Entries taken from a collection
---

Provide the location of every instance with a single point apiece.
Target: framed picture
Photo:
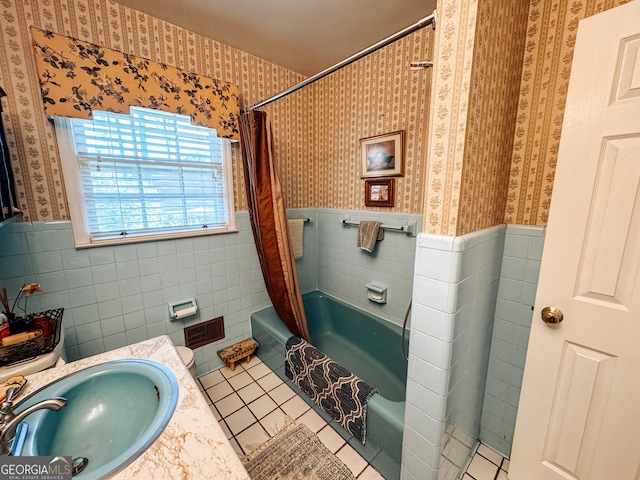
(379, 192)
(383, 155)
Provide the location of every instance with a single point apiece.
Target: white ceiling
(306, 36)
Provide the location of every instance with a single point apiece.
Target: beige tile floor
(487, 465)
(251, 404)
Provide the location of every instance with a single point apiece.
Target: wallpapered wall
(376, 95)
(550, 41)
(497, 64)
(455, 178)
(479, 47)
(30, 136)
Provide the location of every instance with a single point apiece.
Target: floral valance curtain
(77, 77)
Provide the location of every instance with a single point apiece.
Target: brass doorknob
(551, 315)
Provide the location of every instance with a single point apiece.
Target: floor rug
(296, 453)
(332, 387)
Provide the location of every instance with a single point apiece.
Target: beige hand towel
(296, 233)
(369, 232)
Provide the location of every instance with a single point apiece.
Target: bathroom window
(144, 176)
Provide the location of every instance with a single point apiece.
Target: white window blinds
(149, 173)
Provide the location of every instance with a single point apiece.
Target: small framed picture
(382, 155)
(379, 192)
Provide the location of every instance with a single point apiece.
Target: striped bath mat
(335, 389)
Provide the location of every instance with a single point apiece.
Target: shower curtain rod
(429, 20)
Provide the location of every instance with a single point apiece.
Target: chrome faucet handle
(7, 406)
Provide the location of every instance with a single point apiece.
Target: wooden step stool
(238, 351)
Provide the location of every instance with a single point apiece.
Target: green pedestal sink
(115, 411)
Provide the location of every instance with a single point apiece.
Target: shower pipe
(429, 20)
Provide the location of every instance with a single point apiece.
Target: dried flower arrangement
(26, 291)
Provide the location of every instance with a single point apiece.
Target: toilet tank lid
(186, 354)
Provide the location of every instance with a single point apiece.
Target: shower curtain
(269, 222)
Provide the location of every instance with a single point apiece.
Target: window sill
(149, 238)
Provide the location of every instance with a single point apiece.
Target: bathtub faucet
(9, 421)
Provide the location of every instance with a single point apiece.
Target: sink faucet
(9, 421)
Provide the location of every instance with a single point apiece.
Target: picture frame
(379, 192)
(383, 155)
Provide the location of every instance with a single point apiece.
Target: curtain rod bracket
(423, 22)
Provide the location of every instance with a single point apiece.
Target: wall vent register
(204, 333)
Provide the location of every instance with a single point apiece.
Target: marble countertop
(192, 446)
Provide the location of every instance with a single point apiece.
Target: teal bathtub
(365, 344)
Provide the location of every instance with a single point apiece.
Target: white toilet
(188, 358)
(54, 358)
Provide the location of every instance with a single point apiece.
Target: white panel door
(579, 412)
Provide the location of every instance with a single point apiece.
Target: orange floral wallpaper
(77, 77)
(549, 44)
(376, 95)
(459, 169)
(30, 136)
(493, 103)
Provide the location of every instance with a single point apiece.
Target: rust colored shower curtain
(269, 222)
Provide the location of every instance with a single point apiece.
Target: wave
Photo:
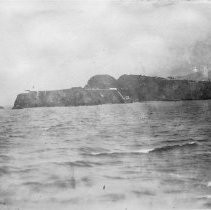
(175, 146)
(146, 150)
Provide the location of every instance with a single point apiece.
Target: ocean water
(150, 155)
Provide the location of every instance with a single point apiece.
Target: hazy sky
(55, 44)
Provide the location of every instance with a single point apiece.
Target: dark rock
(143, 88)
(67, 97)
(102, 82)
(104, 89)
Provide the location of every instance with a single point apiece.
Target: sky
(56, 44)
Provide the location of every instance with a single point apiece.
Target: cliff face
(102, 82)
(126, 89)
(143, 88)
(68, 97)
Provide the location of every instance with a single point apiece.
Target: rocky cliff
(143, 88)
(102, 89)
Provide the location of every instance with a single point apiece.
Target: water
(151, 155)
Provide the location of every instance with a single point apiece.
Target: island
(105, 89)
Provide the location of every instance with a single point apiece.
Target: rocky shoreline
(104, 89)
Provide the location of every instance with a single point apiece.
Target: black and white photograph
(105, 105)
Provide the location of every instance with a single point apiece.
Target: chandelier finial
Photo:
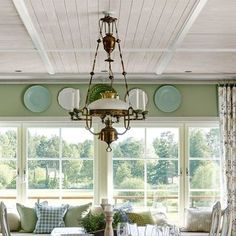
(109, 108)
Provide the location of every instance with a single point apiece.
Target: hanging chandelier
(109, 108)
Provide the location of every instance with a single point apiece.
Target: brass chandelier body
(109, 108)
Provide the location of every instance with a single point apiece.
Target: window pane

---

§ **TASK REQUIREMENTS**: Could the entries above be returned verbatim, with no pictures included?

§ **TASK SOLUTION**:
Provide the location of every instance with a single point apiece.
Target: framed picture
Photo:
(379, 192)
(383, 155)
Provide the location of every instance with a single point apiece.
Target: white ceiling
(306, 36)
Provide the location of every instance with a single point apiece.
Target: beige tile floor
(487, 465)
(251, 404)
Provide the location of every instance with a single point apiece.
Target: wallpapered wall
(376, 95)
(550, 41)
(497, 64)
(455, 178)
(479, 47)
(30, 136)
Provide the location of every instance with a single point apiece.
Target: floral valance curtain
(77, 77)
Provide the location of every instance with a single point apiece.
Target: brass doorknob
(551, 315)
Provide the location of every instance with a single point apiece.
Target: floor rug
(296, 453)
(332, 387)
Provide the location of every instance with a single point apiece.
Target: beige hand towel
(296, 233)
(369, 232)
Provide the location of every instance with a single point apiece.
Target: bathroom window
(144, 176)
Provide the location of every instance with a single point apiece.
Target: white window blinds
(149, 173)
Provide the location of every instance with a single point apiece.
Target: small framed picture
(382, 155)
(379, 192)
Provide the location of every instance with a single point apiece.
Target: striped bath mat
(335, 389)
Provide the location of every instance with a single point apiece.
Target: shower curtain rod
(429, 20)
Provide the location of every instance with a single point apiece.
Target: chrome faucet handle
(7, 406)
Provide the location of every instance with a single point apiece.
Target: wooden step stool
(238, 351)
Provide the location of every instance with a single point apiece.
Target: green pedestal sink
(115, 411)
Provide the location of every instance with a single point apiece.
Target: shower pipe
(429, 20)
Provide the location of every instance with a single point apiece.
Target: dried flower arrangement
(26, 291)
Provide the location of every instance with a single point apiece.
Target: toilet tank lid
(186, 354)
Provide the location of every instance with a single point apiece.
Target: shower curtain
(269, 222)
Provide the location of every instance with a single point apiece.
Target: window sill
(149, 238)
Provide the location of every instance with a single point apiece.
Target: bathtub faucet
(9, 421)
Provide the location of every instance with a single point apiece.
Target: sink faucet
(9, 421)
Provide the location of every instance with a single point apiece.
Target: picture frame
(379, 192)
(383, 155)
Provide the location of every instance with a single point apiece.
Target: curtain rod bracket
(423, 22)
Provide the location of every instance with a single point apiece.
Target: wall vent register
(204, 333)
Provide the location of every instance with a single point apiece.
Target: marble countertop
(192, 446)
Provide the location of every instance with a single point apiece.
Target: teal bathtub
(365, 344)
Provide the location of every instance with a single point apiece.
Target: white toilet
(188, 358)
(54, 358)
Provide the location of every instance with a single point apiece.
Target: white panel door
(579, 412)
Provide the location of every instance with a single point apiece.
Target: orange floral wallpaper
(77, 77)
(549, 44)
(376, 95)
(459, 169)
(30, 136)
(493, 103)
Provide the location of every instance with a single point apiece.
Target: rust colored shower curtain
(269, 222)
Provide the location of every instance with a single point apiece.
Target: wave
Photo:
(175, 146)
(146, 150)
Provide the location of every instance with a single point apiece.
Target: ocean water
(150, 155)
Provide the location of every instance with a single point apiece.
Target: hazy sky
(55, 44)
Provide the location of every instance with a single point apiece.
Target: dark rock
(143, 88)
(67, 97)
(102, 82)
(104, 89)
Provide the location of every instance with a single point apiece.
Target: sky
(56, 44)
Provide the location of every instance with a single point apiece.
Target: cliff face
(102, 82)
(126, 89)
(143, 88)
(68, 97)
Provide the location of every instance with a single point apiece.
Target: rocky cliff
(143, 88)
(102, 89)
Provide the location of every instance with a single point apiece.
Target: water
(151, 155)
Provide the location of every instance with a single point apiece.
Target: island
(105, 89)
Provide the location of every instance with a single point apiece.
Target: rocky shoreline
(104, 89)
Provide the location of every instance with a single point apiece.
Target: black and white photograph
(105, 105)
Provide the location of every instance with a single point apiece.
Target: chandelier finial
Photo:
(109, 108)
Provide the location of every instance with a single point apiece.
Target: hanging chandelier
(109, 108)
Provide the location of every instance with a single point apiece.
Target: brass chandelier body
(109, 108)
Provide the location of every instance with a single point apiece.
Target: window pane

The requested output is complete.